DIRECTIVE 1 -
Count the lines of the records below that contain the string "court", and reply with the number alone.

SOURCE TEXT -
-----

When did Julie Mugford go to the police?
In September 1985, roughly a month after the murders, Julie Mugford (who by that time had split up with Jeremy Bamber) came forward and changed her police statement. She recounted how Jeremy had planned and executed the murders, revealing that he had previously spoken about his desire to “get rid of them all” and that on the 6th August he had spoken of the crime and the hefty family inheritance up for grabs, and said it was “tonight or never”. Bamber was arrested the next day.
Julie also testified against Jeremy and was a key prosecution witness when the case went to court in 1986. He was sentenced to five life terms, with a recommendation that he serve 25 years. He continues to maintain his innocence.
Where is Julie Mugford now?
To this day, Bamber has continued to campaign and appeal against his convictions, and many of his supporters have cast aspersions on Julie’s story.
Talking to RadioTimes.com about her role as Julie, Alexa Davies said: “I remembered the case, but I didn’t really remember much about Julie. So I googled Julie Mugford and the first thing that came up was the Bamber campaign talking about how Julie Mugford was a woman scorned and all this horrible stuff about her.”
The real-life Julie Mugford sold her story to the News of the World to the tune of £250,000, before moving to Winnipeg in Canada and becoming a teacher. She is now known as Julie Smerchanski.

-----

EXTRACTED ENTRIES -
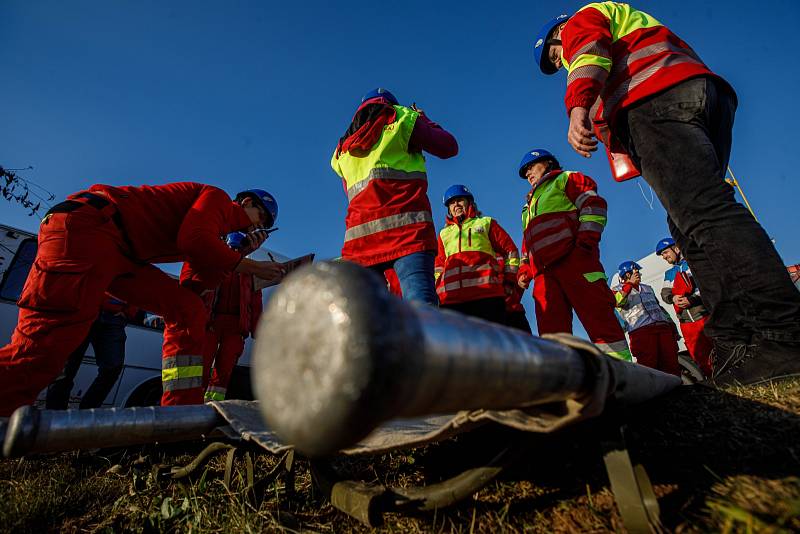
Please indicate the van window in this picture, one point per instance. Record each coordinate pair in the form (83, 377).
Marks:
(14, 278)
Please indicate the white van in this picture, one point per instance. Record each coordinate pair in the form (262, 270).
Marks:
(139, 383)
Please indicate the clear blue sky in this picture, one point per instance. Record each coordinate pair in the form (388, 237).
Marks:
(256, 94)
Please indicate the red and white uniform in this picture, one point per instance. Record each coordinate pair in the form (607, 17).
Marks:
(103, 240)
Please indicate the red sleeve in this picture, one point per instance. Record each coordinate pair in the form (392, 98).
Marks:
(212, 215)
(586, 32)
(592, 208)
(501, 241)
(504, 245)
(438, 265)
(432, 138)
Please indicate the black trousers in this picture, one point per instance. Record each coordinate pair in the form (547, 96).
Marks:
(492, 309)
(681, 141)
(107, 337)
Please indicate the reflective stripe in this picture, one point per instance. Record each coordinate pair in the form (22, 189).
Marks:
(387, 223)
(183, 371)
(483, 280)
(467, 269)
(590, 59)
(599, 219)
(549, 240)
(595, 48)
(181, 360)
(174, 373)
(512, 263)
(617, 349)
(215, 393)
(539, 227)
(627, 60)
(594, 210)
(383, 173)
(590, 226)
(593, 72)
(583, 197)
(627, 86)
(182, 383)
(595, 276)
(469, 282)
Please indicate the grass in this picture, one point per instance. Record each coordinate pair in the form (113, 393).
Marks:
(719, 462)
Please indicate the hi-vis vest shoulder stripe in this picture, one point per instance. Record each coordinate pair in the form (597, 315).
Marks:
(181, 372)
(389, 212)
(389, 159)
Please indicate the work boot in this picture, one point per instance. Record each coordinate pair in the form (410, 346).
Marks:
(753, 364)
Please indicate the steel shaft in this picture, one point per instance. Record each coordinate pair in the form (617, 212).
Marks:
(30, 430)
(336, 355)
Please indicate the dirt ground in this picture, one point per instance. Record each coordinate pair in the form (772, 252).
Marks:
(719, 462)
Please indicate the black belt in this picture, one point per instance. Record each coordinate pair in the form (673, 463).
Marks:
(96, 201)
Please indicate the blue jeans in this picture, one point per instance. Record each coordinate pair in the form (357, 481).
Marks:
(107, 337)
(415, 273)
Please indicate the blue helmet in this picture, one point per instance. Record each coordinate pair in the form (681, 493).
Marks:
(543, 42)
(537, 154)
(626, 267)
(268, 202)
(455, 191)
(236, 240)
(664, 244)
(379, 92)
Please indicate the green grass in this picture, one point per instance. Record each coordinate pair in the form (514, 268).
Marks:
(719, 462)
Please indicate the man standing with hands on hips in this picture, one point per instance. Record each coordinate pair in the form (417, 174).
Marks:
(652, 97)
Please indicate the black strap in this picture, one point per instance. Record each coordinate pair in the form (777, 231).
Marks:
(64, 207)
(95, 201)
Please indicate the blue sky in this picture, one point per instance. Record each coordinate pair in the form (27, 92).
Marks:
(256, 94)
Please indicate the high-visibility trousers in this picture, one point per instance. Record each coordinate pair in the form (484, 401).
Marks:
(577, 282)
(698, 344)
(223, 346)
(80, 257)
(655, 346)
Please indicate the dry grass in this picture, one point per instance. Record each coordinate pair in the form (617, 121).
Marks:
(719, 461)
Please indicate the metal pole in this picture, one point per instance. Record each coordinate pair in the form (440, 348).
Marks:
(336, 355)
(30, 430)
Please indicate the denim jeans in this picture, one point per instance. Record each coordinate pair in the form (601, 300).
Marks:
(107, 337)
(681, 141)
(415, 273)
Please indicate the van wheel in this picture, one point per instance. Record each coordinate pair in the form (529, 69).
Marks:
(690, 372)
(148, 394)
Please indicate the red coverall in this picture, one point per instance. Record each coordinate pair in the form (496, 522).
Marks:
(236, 308)
(563, 220)
(105, 239)
(697, 342)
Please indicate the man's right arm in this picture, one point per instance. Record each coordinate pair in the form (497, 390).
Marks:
(432, 138)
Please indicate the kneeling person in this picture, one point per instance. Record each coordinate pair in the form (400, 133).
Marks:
(469, 277)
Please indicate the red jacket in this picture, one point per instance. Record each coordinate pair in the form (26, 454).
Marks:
(562, 209)
(643, 62)
(389, 217)
(233, 294)
(177, 222)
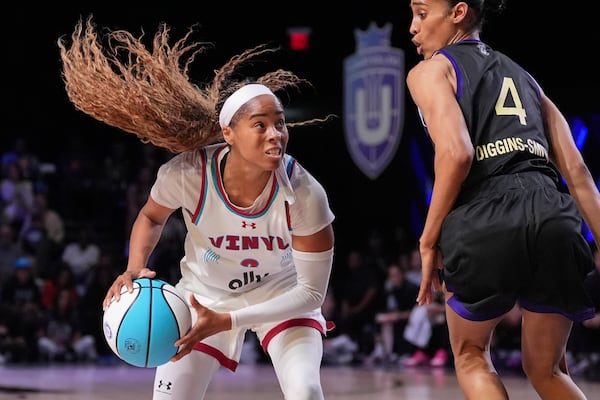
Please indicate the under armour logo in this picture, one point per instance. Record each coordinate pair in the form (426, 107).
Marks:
(166, 385)
(248, 225)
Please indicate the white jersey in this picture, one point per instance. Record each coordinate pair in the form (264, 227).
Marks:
(233, 249)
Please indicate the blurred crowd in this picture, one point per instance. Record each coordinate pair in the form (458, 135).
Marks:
(64, 226)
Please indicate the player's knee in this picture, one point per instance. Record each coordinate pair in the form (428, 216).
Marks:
(304, 391)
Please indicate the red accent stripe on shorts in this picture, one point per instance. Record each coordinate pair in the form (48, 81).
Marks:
(290, 323)
(216, 353)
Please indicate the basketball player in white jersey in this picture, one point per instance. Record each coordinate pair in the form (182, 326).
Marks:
(259, 248)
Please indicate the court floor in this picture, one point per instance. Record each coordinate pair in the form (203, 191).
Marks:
(123, 382)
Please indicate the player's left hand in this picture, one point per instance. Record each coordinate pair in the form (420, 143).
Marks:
(208, 323)
(431, 263)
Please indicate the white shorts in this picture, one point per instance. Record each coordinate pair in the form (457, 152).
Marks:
(226, 346)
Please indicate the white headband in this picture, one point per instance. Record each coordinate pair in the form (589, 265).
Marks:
(238, 99)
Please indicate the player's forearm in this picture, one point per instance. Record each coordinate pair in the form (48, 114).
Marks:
(313, 271)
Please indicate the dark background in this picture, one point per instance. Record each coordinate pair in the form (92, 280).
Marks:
(556, 45)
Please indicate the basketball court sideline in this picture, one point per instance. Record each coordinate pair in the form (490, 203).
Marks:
(258, 381)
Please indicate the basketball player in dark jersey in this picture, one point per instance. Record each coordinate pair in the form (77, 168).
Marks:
(499, 228)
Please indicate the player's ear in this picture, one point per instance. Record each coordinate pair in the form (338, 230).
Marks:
(227, 134)
(459, 11)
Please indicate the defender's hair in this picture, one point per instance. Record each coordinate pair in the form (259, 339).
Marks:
(148, 93)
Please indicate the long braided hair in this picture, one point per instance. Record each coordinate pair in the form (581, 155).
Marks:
(149, 93)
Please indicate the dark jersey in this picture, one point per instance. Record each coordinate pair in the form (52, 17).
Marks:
(500, 102)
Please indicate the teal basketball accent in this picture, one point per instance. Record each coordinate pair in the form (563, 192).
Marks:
(150, 325)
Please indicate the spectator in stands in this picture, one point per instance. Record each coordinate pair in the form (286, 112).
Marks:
(9, 251)
(391, 319)
(61, 337)
(21, 300)
(62, 280)
(82, 254)
(358, 293)
(16, 196)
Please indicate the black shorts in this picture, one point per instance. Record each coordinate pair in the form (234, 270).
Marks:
(517, 239)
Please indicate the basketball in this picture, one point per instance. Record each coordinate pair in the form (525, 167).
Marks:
(142, 327)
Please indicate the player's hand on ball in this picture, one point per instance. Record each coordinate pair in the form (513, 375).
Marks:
(208, 323)
(125, 279)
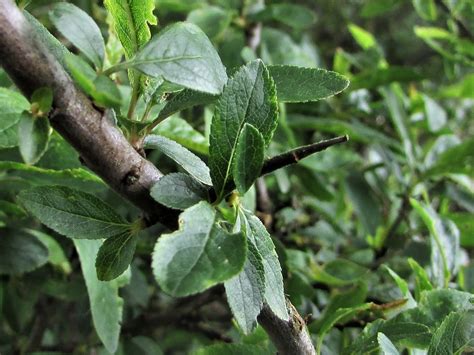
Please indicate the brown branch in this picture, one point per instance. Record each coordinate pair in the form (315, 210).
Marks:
(295, 155)
(101, 145)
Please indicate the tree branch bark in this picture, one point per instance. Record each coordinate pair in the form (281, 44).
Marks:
(100, 143)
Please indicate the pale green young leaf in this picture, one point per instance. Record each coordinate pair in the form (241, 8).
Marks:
(274, 292)
(199, 255)
(182, 132)
(249, 156)
(131, 21)
(20, 252)
(386, 345)
(455, 335)
(81, 30)
(33, 137)
(12, 105)
(115, 255)
(73, 213)
(183, 55)
(179, 191)
(246, 291)
(249, 97)
(105, 303)
(297, 84)
(187, 160)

-----

DIRECTIVE 2 -
Shorten the paragraph of the Julie Mugford text above that begins "In September 1985" while keeping its main facts.

WRITTEN RESPONSE 1 -
2

WRITTEN RESPONSE 2 -
In September 1985, about a month after the murders and after splitting from Jeremy Bamber, Julie Mugford changed her police statement. She described how he had planned and carried out the killings. She said he had talked of wanting to "get rid of them all." She also said that on August 6 he spoke of the crime and the large family inheritance and said it was "tonight or never." Bamber was arrested the next day.